### Stored items
◇ ◇ ◇

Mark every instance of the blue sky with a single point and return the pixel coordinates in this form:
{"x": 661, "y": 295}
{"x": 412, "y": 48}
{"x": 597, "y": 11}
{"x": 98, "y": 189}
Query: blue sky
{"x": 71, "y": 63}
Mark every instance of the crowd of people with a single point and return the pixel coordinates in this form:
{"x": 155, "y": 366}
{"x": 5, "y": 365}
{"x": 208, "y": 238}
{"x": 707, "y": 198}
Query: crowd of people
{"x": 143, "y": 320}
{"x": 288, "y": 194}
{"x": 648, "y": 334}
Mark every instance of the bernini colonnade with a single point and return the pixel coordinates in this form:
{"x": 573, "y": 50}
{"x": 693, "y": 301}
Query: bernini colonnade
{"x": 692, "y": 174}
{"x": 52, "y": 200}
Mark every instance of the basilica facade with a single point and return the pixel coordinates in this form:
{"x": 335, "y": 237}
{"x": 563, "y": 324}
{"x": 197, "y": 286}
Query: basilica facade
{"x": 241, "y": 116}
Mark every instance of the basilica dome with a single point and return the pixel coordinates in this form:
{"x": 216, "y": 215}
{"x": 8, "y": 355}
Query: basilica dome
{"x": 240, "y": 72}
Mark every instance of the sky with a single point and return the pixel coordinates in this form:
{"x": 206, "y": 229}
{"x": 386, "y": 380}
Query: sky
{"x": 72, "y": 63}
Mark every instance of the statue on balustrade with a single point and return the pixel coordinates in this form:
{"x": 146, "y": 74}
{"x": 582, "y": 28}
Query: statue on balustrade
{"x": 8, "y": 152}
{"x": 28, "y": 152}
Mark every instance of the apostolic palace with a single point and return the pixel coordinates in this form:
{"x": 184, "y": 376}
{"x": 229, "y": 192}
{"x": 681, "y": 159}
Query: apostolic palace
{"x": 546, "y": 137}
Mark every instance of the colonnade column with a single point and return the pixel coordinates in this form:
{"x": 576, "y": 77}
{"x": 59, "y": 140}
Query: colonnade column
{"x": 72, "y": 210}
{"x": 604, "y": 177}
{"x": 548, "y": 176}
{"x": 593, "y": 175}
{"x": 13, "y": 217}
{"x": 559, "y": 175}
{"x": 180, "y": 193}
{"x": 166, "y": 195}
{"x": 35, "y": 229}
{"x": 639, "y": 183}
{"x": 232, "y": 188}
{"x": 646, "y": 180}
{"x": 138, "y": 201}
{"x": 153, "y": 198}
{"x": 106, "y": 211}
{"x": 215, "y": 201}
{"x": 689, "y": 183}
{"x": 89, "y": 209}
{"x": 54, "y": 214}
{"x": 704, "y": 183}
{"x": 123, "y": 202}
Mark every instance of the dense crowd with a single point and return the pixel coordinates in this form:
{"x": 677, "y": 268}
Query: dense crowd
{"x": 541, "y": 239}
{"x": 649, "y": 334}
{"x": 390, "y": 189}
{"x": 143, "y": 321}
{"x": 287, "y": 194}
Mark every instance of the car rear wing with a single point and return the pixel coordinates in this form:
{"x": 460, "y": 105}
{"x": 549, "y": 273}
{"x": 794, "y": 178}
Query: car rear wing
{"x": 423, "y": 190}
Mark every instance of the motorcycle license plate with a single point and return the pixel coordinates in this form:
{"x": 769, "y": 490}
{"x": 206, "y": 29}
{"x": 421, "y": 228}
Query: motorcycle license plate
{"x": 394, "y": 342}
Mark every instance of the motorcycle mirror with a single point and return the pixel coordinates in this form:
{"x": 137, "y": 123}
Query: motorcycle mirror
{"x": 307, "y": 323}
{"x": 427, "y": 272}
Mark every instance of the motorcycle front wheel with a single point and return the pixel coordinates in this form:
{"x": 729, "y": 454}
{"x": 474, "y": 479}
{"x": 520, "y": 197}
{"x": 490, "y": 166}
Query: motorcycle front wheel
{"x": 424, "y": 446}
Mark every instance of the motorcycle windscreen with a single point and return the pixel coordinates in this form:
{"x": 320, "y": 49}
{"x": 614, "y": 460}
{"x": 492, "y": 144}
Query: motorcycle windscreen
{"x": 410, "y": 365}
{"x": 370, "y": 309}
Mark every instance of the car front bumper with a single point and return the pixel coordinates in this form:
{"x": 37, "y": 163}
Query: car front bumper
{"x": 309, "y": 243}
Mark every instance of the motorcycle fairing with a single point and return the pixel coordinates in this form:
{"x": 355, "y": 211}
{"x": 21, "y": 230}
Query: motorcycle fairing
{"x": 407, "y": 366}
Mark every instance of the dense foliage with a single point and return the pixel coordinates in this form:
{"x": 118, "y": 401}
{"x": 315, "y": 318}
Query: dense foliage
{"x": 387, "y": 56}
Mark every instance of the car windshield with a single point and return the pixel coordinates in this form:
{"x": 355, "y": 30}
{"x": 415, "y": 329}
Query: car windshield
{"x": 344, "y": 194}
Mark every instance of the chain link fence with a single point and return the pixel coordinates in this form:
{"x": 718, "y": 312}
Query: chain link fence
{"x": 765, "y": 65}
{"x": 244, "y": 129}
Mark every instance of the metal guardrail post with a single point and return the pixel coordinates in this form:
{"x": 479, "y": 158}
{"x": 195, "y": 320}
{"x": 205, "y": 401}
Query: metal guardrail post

◇ ◇ ◇

### Work to be completed
Would you retype all of the data exactly as shown?

### Your response
Mark every instance of the blue sky with a single point and return the pixel coordinates in this form:
{"x": 661, "y": 295}
{"x": 412, "y": 48}
{"x": 597, "y": 11}
{"x": 98, "y": 189}
Query: blue sky
{"x": 71, "y": 63}
Mark every instance of the crowd of people with a single point and return the pixel coordinates in this form:
{"x": 155, "y": 366}
{"x": 5, "y": 365}
{"x": 208, "y": 238}
{"x": 707, "y": 198}
Query: crowd of people
{"x": 143, "y": 320}
{"x": 288, "y": 194}
{"x": 648, "y": 334}
Mark every instance of the bernini colonnade with a single point and return the pixel coordinates in this form:
{"x": 573, "y": 50}
{"x": 693, "y": 301}
Query: bernini colonnade
{"x": 692, "y": 174}
{"x": 52, "y": 200}
Mark every instance of the basilica facade with a single point and return the pixel coordinates in this form:
{"x": 335, "y": 237}
{"x": 563, "y": 324}
{"x": 197, "y": 286}
Query: basilica facade
{"x": 241, "y": 116}
Mark every instance of the basilica dome with a single point and return the pixel coordinates in this form:
{"x": 216, "y": 215}
{"x": 8, "y": 355}
Query: basilica dome
{"x": 240, "y": 72}
Mark every instance of the sky with a single point and return the pixel coordinates in this form:
{"x": 206, "y": 229}
{"x": 386, "y": 380}
Query: sky
{"x": 72, "y": 63}
Mark every instance of the statue on balustrade with a single point and return the pixel coordinates in this form:
{"x": 146, "y": 74}
{"x": 582, "y": 28}
Query: statue on balustrade
{"x": 8, "y": 152}
{"x": 28, "y": 152}
Mark every instance of the apostolic palace with a single point and return the pixel coordinates in this form:
{"x": 184, "y": 376}
{"x": 229, "y": 192}
{"x": 681, "y": 159}
Query: apostolic palace
{"x": 546, "y": 137}
Mark every instance of the colonnade column with a single point and return the pixel coordinates in this form:
{"x": 576, "y": 77}
{"x": 59, "y": 140}
Query: colonnade column
{"x": 72, "y": 210}
{"x": 604, "y": 177}
{"x": 548, "y": 176}
{"x": 593, "y": 175}
{"x": 13, "y": 217}
{"x": 559, "y": 175}
{"x": 180, "y": 193}
{"x": 166, "y": 195}
{"x": 35, "y": 229}
{"x": 639, "y": 183}
{"x": 232, "y": 188}
{"x": 646, "y": 180}
{"x": 138, "y": 201}
{"x": 153, "y": 198}
{"x": 106, "y": 211}
{"x": 215, "y": 201}
{"x": 689, "y": 183}
{"x": 89, "y": 209}
{"x": 54, "y": 214}
{"x": 704, "y": 183}
{"x": 123, "y": 202}
Mark every instance of the dense crowd with a single point and return the pixel coordinates in this form:
{"x": 677, "y": 268}
Query: dense crowd
{"x": 541, "y": 239}
{"x": 649, "y": 334}
{"x": 390, "y": 189}
{"x": 143, "y": 321}
{"x": 287, "y": 194}
Mark every instance of the car rear wing with a single point and return the pixel coordinates in this form:
{"x": 460, "y": 105}
{"x": 549, "y": 273}
{"x": 794, "y": 178}
Query: car rear wing
{"x": 423, "y": 190}
Mark every instance of the motorcycle license plate with a single point and return the pixel coordinates in this form:
{"x": 769, "y": 490}
{"x": 206, "y": 29}
{"x": 421, "y": 228}
Query: motorcycle license plate
{"x": 394, "y": 342}
Mark every instance of the motorcycle mirror with a single point and return the pixel coordinates in this form:
{"x": 137, "y": 123}
Query: motorcycle mirror
{"x": 307, "y": 323}
{"x": 427, "y": 272}
Mark every instance of the motorcycle front wheel with a single point and return the pixel coordinates in this form:
{"x": 729, "y": 454}
{"x": 474, "y": 479}
{"x": 520, "y": 197}
{"x": 490, "y": 166}
Query: motorcycle front wheel
{"x": 424, "y": 446}
Mark every instance of the motorcycle windscreen with a single point and return the pixel coordinates in this form:
{"x": 320, "y": 49}
{"x": 614, "y": 460}
{"x": 492, "y": 144}
Query: motorcycle windscreen
{"x": 410, "y": 365}
{"x": 370, "y": 309}
Mark every instance of the car front bumper with a single point and return the pixel coordinates in this form:
{"x": 37, "y": 163}
Query: car front bumper
{"x": 309, "y": 243}
Mark every instance of the motorcycle fairing with a single point and return the pixel coordinates in this form:
{"x": 355, "y": 211}
{"x": 21, "y": 230}
Query: motorcycle fairing
{"x": 407, "y": 366}
Mark every instance of the dense foliage with a single point and return the pixel coordinates in this form:
{"x": 118, "y": 401}
{"x": 315, "y": 318}
Query: dense foliage
{"x": 387, "y": 56}
Mark every instance of the car windshield with a single point and return the pixel coordinates in this form:
{"x": 355, "y": 30}
{"x": 415, "y": 329}
Query: car windshield
{"x": 344, "y": 194}
Mark every instance of the chain link fence with a single point and return the pixel coordinates in this form:
{"x": 718, "y": 312}
Query: chain link fence
{"x": 765, "y": 65}
{"x": 244, "y": 129}
Mark every instance of the metal guardrail post with a single point and return the pixel coordinates in this form:
{"x": 479, "y": 158}
{"x": 195, "y": 320}
{"x": 205, "y": 401}
Query: metal guardrail post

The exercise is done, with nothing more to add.